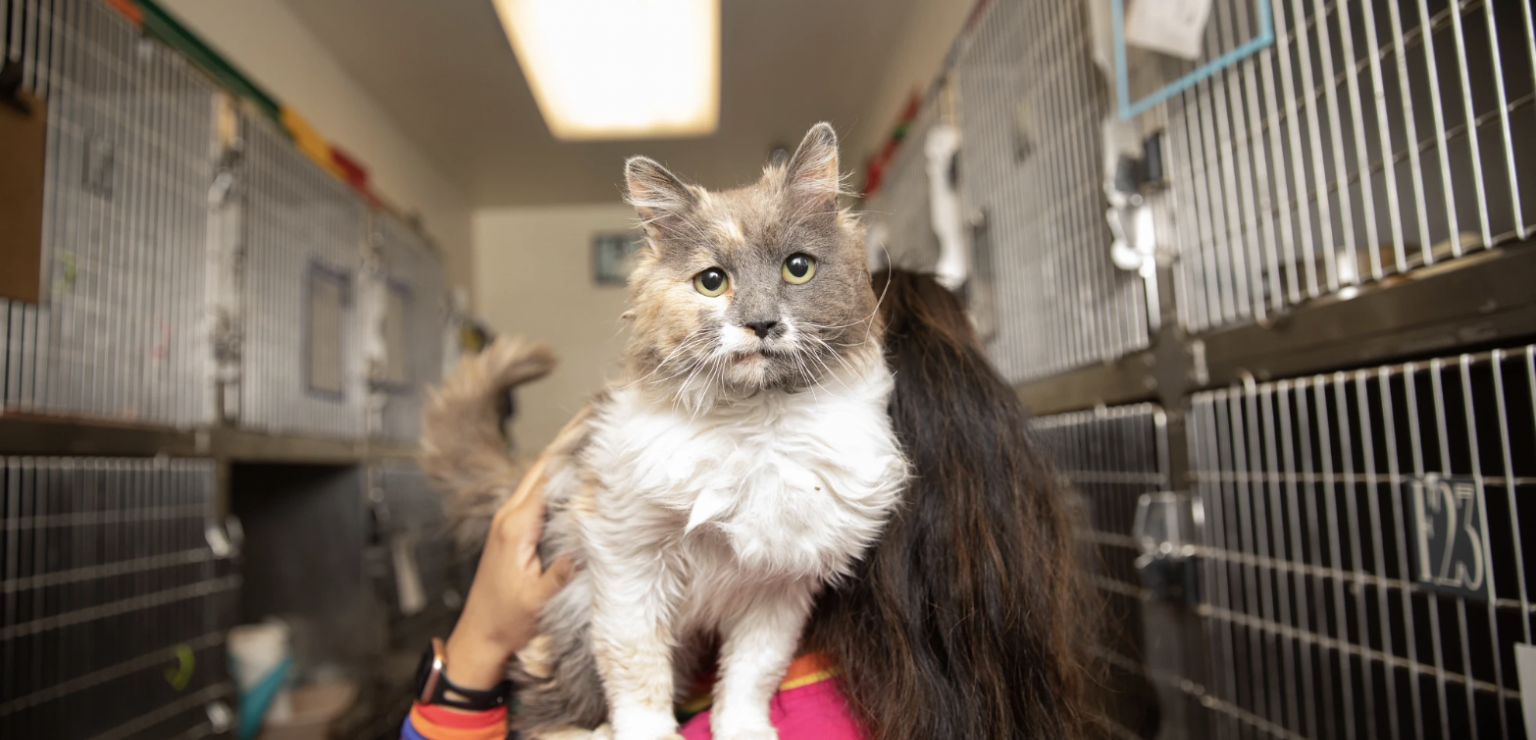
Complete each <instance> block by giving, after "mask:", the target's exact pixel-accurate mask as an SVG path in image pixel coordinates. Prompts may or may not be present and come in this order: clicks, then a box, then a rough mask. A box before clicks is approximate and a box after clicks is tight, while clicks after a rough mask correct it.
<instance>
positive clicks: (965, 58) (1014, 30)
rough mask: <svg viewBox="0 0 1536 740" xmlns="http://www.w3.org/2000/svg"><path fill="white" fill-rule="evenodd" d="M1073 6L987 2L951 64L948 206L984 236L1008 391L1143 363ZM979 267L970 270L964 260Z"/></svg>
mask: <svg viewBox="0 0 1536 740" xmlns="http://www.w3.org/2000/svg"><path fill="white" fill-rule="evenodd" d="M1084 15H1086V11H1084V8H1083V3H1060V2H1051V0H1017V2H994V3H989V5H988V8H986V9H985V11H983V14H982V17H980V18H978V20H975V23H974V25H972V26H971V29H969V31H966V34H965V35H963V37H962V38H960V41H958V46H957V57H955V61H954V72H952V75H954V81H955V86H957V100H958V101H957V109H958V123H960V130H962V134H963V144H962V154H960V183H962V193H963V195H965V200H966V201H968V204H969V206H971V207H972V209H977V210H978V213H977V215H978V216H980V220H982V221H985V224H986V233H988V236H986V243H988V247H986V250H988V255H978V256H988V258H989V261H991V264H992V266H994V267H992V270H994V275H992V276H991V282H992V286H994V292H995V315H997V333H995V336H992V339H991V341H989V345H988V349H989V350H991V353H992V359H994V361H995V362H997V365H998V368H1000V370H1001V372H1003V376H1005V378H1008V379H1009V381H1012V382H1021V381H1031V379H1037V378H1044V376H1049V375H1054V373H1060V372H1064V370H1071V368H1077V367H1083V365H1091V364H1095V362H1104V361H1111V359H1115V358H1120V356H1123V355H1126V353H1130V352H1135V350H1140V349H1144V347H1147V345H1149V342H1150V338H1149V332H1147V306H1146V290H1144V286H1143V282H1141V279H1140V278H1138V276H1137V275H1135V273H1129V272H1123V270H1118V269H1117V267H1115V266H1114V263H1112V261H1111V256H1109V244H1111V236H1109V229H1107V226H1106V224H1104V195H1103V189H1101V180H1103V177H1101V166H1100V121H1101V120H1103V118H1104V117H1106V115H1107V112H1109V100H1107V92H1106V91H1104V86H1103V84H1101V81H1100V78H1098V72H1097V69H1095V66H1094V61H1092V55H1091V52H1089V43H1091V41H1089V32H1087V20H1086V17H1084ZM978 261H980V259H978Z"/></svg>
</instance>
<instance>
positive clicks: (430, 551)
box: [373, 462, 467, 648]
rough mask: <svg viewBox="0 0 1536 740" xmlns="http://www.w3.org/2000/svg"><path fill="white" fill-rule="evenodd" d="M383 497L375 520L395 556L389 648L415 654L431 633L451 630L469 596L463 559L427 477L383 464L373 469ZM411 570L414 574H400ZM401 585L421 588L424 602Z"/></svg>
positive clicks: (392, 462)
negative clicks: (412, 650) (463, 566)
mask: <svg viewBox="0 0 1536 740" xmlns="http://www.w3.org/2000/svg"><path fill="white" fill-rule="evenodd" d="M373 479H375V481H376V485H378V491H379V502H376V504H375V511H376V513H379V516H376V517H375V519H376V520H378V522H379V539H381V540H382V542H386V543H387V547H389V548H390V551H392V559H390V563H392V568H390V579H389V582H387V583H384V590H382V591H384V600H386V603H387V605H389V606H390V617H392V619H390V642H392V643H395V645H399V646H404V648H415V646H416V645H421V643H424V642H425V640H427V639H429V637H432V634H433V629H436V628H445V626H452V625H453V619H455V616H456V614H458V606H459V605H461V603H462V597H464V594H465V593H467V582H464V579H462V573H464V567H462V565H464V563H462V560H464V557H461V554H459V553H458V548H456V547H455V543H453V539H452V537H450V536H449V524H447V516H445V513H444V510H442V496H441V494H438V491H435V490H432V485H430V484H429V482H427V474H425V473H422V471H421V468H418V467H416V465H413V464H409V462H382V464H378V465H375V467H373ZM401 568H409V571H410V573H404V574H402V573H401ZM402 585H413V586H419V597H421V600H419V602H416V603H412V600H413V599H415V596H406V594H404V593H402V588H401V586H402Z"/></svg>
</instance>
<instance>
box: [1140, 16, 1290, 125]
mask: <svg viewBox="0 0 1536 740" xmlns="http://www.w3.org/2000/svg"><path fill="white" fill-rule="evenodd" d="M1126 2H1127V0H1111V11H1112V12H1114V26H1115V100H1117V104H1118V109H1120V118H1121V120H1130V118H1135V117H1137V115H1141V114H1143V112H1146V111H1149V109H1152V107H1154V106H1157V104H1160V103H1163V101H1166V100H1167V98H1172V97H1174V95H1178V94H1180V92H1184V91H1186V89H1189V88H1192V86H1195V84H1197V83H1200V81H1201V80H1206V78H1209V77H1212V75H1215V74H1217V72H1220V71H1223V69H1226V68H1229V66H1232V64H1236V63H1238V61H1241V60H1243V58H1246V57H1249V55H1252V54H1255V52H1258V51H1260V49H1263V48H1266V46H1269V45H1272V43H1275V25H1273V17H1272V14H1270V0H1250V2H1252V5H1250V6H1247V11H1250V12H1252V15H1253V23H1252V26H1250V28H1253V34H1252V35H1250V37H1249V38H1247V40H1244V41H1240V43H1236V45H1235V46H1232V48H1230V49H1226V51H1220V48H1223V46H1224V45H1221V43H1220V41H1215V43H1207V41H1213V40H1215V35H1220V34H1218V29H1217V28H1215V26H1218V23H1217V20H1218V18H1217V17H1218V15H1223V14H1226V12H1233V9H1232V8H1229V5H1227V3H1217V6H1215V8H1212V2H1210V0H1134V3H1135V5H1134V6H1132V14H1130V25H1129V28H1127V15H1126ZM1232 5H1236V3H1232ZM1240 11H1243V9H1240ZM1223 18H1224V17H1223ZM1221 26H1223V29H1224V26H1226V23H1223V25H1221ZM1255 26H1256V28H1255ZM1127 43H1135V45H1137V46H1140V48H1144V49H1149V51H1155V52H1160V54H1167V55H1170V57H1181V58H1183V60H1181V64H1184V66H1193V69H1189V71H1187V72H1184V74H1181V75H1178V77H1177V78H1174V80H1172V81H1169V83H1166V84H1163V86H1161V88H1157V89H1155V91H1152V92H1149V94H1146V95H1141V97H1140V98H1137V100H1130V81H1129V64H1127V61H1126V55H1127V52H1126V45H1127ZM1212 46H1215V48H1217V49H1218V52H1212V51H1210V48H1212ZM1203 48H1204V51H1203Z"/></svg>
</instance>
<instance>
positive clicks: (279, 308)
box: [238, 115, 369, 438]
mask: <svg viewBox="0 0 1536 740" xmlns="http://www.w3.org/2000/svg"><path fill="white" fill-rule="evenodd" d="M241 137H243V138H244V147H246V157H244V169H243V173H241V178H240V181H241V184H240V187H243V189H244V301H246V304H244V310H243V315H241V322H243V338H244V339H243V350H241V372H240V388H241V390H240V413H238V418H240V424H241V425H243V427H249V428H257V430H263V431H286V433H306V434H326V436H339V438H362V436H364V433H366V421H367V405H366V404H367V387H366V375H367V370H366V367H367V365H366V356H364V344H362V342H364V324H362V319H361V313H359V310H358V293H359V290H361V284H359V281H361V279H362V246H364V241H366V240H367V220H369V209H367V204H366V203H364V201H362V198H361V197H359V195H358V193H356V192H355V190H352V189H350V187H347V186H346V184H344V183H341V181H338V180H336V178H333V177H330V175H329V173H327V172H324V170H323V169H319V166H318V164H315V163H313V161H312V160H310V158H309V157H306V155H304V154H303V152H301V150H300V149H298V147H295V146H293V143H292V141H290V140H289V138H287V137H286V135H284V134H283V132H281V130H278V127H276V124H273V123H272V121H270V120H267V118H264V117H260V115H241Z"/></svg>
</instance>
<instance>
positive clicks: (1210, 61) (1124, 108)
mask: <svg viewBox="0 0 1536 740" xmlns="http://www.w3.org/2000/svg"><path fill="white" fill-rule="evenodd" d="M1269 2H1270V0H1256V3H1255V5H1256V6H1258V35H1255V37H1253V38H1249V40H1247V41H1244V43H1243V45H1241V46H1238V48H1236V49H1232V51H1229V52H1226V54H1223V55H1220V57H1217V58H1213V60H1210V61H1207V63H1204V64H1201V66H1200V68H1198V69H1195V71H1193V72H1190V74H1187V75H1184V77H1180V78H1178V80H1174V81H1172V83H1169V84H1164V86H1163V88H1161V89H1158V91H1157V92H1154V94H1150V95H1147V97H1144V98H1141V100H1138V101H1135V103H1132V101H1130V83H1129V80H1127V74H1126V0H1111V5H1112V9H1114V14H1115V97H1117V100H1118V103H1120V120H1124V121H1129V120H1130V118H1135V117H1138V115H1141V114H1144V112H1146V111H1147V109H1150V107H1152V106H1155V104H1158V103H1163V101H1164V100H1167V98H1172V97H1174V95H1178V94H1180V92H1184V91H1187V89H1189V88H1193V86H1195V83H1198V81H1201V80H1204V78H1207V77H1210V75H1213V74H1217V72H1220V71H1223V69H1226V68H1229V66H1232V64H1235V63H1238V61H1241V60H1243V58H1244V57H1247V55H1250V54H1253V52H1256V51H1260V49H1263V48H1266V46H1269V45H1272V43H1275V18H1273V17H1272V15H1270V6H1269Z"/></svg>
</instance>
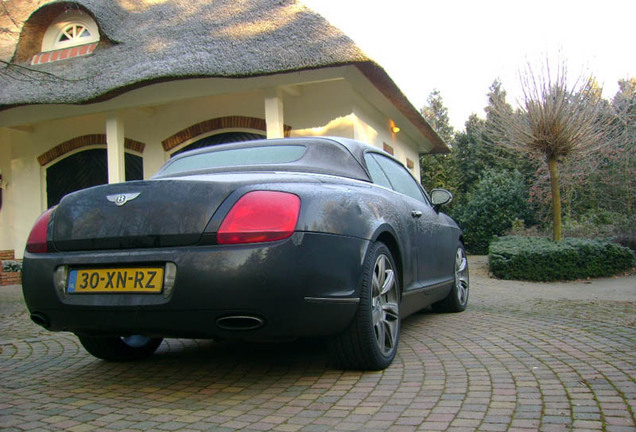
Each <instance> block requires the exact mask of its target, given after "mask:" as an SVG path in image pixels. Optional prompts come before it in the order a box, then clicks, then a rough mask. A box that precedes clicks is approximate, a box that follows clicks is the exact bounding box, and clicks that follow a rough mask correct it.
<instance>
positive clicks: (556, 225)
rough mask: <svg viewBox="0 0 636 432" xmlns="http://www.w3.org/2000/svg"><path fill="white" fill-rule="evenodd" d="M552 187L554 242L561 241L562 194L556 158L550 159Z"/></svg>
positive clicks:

§ §

YOUR OBJECTIVE
Reproduce the lines verbatim, from the line with "497L375 520L395 556L389" through the line with "positive clicks: (392, 462)", including both of those lines.

EXERCISE RESPONSE
rough mask: <svg viewBox="0 0 1536 740" xmlns="http://www.w3.org/2000/svg"><path fill="white" fill-rule="evenodd" d="M383 497L375 520L395 556L389 648L415 654L431 633L451 630L469 596L463 559L427 477L383 464L373 469ZM411 570L414 574H400ZM401 585L421 588L424 602Z"/></svg>
positive clicks: (392, 462)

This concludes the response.